Challenge: Select every line of the material below that contains the string "shadowed", and copy each one out.

Excerpts from point annotation data:

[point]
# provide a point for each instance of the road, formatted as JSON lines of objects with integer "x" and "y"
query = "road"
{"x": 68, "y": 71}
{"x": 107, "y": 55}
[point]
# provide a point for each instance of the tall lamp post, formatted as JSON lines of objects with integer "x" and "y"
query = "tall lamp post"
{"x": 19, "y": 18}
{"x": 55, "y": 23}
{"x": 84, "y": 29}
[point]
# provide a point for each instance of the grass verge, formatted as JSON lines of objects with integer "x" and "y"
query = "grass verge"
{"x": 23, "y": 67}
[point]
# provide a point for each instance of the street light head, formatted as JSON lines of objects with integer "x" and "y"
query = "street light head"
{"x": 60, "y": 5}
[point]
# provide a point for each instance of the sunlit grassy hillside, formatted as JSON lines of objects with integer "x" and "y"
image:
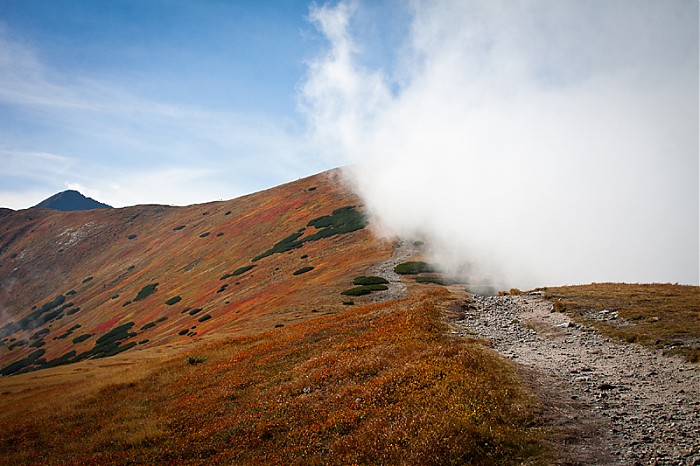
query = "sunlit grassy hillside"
{"x": 83, "y": 285}
{"x": 379, "y": 384}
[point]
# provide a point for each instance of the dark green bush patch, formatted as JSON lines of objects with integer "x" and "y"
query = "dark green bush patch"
{"x": 17, "y": 344}
{"x": 173, "y": 300}
{"x": 238, "y": 271}
{"x": 341, "y": 221}
{"x": 39, "y": 334}
{"x": 23, "y": 364}
{"x": 413, "y": 268}
{"x": 365, "y": 281}
{"x": 67, "y": 332}
{"x": 286, "y": 244}
{"x": 146, "y": 291}
{"x": 437, "y": 280}
{"x": 357, "y": 291}
{"x": 194, "y": 360}
{"x": 81, "y": 338}
{"x": 364, "y": 290}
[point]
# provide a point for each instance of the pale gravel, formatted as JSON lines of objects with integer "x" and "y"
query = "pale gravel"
{"x": 609, "y": 402}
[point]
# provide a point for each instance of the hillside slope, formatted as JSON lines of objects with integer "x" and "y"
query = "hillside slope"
{"x": 86, "y": 284}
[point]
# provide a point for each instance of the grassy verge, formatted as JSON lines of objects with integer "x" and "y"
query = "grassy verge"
{"x": 379, "y": 384}
{"x": 657, "y": 315}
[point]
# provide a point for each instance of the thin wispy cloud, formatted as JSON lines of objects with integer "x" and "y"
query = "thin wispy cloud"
{"x": 158, "y": 151}
{"x": 531, "y": 142}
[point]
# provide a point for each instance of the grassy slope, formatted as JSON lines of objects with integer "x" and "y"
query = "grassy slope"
{"x": 46, "y": 253}
{"x": 658, "y": 315}
{"x": 376, "y": 384}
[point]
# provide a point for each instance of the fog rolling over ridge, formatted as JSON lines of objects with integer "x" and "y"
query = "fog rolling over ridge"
{"x": 533, "y": 143}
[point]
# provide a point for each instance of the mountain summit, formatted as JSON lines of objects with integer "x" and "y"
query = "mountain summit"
{"x": 71, "y": 200}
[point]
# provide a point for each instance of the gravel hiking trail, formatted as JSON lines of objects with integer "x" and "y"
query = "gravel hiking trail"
{"x": 606, "y": 402}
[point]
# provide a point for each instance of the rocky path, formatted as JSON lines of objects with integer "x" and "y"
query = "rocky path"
{"x": 610, "y": 403}
{"x": 402, "y": 251}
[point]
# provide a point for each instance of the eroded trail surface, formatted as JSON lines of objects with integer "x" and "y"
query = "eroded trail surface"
{"x": 611, "y": 403}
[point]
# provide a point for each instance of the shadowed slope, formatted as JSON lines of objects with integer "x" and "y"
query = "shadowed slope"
{"x": 79, "y": 285}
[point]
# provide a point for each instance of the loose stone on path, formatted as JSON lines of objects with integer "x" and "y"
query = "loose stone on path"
{"x": 615, "y": 403}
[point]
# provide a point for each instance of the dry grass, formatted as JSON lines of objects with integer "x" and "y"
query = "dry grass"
{"x": 380, "y": 384}
{"x": 658, "y": 315}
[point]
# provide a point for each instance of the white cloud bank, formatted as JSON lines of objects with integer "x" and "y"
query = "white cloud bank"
{"x": 533, "y": 143}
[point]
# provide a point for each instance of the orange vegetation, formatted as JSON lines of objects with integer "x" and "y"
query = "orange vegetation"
{"x": 658, "y": 315}
{"x": 378, "y": 384}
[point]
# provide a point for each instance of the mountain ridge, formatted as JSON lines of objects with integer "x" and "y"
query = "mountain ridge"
{"x": 71, "y": 200}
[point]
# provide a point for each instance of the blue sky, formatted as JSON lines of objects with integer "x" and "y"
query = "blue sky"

The response:
# provide a point for each instance of the shadowed slope, formatted as JSON lines of objects with integer "x" and "y"
query = "shadowed slope"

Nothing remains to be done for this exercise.